** EXTRACTED TEXT **
==============================
Eucalyptus pruinosa, commonly known as silver box, silver leaf box, apple box or smoke tree, is a species of tree or a mallee that is endemic to northern Australia. The Jaminjung peoples know the tree as yarrirra or jarnbiny, the Jaru as wararn and the Wagiman as wararn. It has rough, fibrous to flaky bark on the trunk and branches, a crown composed of juvenile, glaucous, heart-shaped to broadly elliptical leaves arranged in opposite pairs, flower buds arranged in groups of seven on the ends of branches, creamy white to pale yellow flowers and cylindrical to conical fruit.

==Description==
Eucalyptus pruinosa is a tree or a mallee that typically grows to a height of 2-7 m or more and forms a lignotuber. It has rough, grey, fibrous to flaky, sometimes fissured bark on the trunk and branches. Young plants and coppice regrowth have stems that are glaucous, square in cross-section and prominently winged. The crown of the tree is composed of juvenile leaves that are the same glaucous colour on both sides, sessile, heart-shaped or elliptical and arranged in opposite pairs. The leaves are 90-140 mm long and 35-105 mm wide with their bases surrounding the branchlet. The flower buds are arranged on the ends of the branchlets in groups of seven on a thick, branched peduncle 3-26 mm long, the individual buds on pedicels 2-12 mm long. Mature buds are spindle-shaped, oval or pear-shaped, 6-12 mm long and 3-4 mm wide with a conical or beaked operculum. Flowering occurs from March to October and the flowers are creamy white to pale yellow. The fruit is a woody cylindrical to conical capsule 5-11 mm long and 5-8 mm wide with the valves near rim level. The seeds are flattened to oval and blackish.
==============================
** DATA UNDER STUDY **
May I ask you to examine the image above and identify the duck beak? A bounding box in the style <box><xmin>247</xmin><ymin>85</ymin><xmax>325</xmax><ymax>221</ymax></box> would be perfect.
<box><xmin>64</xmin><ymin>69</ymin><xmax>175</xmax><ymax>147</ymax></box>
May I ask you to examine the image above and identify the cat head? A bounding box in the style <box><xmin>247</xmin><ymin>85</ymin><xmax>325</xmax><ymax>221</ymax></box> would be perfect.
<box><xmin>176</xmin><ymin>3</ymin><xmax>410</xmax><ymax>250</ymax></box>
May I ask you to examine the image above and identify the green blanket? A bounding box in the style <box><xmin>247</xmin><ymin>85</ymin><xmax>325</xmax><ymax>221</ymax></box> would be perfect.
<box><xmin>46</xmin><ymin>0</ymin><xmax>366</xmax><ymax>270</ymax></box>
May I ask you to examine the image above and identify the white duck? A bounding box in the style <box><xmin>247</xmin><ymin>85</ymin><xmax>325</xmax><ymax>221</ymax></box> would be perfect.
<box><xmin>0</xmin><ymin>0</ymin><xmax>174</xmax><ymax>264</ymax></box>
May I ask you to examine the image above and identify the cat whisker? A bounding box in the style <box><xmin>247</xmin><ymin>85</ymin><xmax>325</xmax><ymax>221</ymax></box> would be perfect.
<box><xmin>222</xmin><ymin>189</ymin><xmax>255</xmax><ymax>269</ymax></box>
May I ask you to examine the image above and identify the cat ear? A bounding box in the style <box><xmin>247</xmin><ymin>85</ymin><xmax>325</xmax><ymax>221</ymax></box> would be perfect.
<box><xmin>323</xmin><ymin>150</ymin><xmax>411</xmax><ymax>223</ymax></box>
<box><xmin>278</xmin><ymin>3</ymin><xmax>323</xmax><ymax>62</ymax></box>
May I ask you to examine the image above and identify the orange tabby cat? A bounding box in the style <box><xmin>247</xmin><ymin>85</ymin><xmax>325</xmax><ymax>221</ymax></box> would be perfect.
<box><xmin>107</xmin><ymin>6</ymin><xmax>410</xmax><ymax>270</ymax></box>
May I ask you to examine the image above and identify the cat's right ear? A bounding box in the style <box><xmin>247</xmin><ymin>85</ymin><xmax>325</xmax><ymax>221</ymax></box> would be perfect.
==============================
** REQUIRED WORK **
1 - Rewrite the paragraph beginning "Eucalyptus pruinosa is a tree or a mallee" in the passage on Eucalyptus pruinosa as a bulleted list. Keep its main facts.
2 - Use the passage on Eucalyptus pruinosa to answer these questions.
(a) What name do the Jaru use for the tree?
(b) During which months does flowering occur?
(c) What color are the seeds?
3 - Resume the passage on Eucalyptus pruinosa after its final sentence.

** ANSWERS FOR THIS EXERCISE **
1 -
- Form: tree or mallee, usually 2-7 m tall or more, with a lignotuber
- Bark: rough, grey, fibrous to flaky, sometimes fissured, on trunk and branches
- Young plants and coppice regrowth: glaucous stems, square in cross-section and prominently winged
- Leaves: juvenile leaves form the crown. They are glaucous on both sides, sessile, heart-shaped or elliptical, in opposite pairs, 90-140 mm long and 35-105 mm wide, with bases surrounding the branchlet
- Flower buds: groups of seven at branchlet ends on a thick, branched peduncle 3-26 mm long, with pedicels 2-12 mm long. Mature buds are spindle-shaped, oval or pear-shaped, 6-12 mm by 3-4 mm, with a conical or beaked operculum
- Flowers: creamy white to pale yellow, from March to October
- Fruit: woody cylindrical to conical capsule, 5-11 mm long and 5-8 mm wide, with valves near rim level
- Seeds: flattened to oval and blackish

2 -
(a) Wararn
(b) March to October
(c) Blackish

3 -
==Taxonomy and naming==
Eucalyptus pruinosa was first formally described in 1843 by Johannes Conrad Schauer in Walper's book Repertorium Botanices Systematicae. The type specimen was collected by Robert Brown and Ferdinand Bauer from the South Wellesley Islands in the Gulf of Carpentaria off Queensland in 1802. The species name pruinosa is taken from the Latin word pruina meaning covered in hoar-frost, referring to the waxy covering on the foliage and inflorescence.

In 2000, Lawrie Johnson and Ken Hill described two subspecies in the journal Telopea and the names have been accepted by the Australian Plant Census:
- Eucalyptus pruinosa Schauer subsp. pruinosa;
- Eucalyptus pruinosa subsp. tenuata L.A.S.Johnson & K.D.Hill 2000 has smaller buds and fruit, and finer pedicels than subspecies pruinosa.

==Distribution==
Silver box is found in open savannah woodland communities on low limestone hills and on low-lying flats and grows best in sandy soils. It is widely distributed across northern Australia from the Kimberley region of Western Australia to north-western Queensland. In the Kimberley region of Western Australia it is found to the east of the KWunaamin Miliwundi Ranges in the Shire of Halls Creek and Shire of Wyndham-East Kimberley. In the Northern Territory, it is found in the from Katharine to about Tennant Creek, including the Victoria Daly and Roper Gulf Regions and Arnhem Land. In Queensland it occurs as far east as Forsayth and Einasleigh and as far south as Dajarra.

==Conservation status==
This eucalypt is classified as "not threatened" by the Western Australian Government Department of Parks and Wildlife, as "least concern" under the Northern Territory Government Territory Parks and Wildlife Conservation Act 2000 and as "least concern" under the Queensland Government Nature Conservation Act 1992.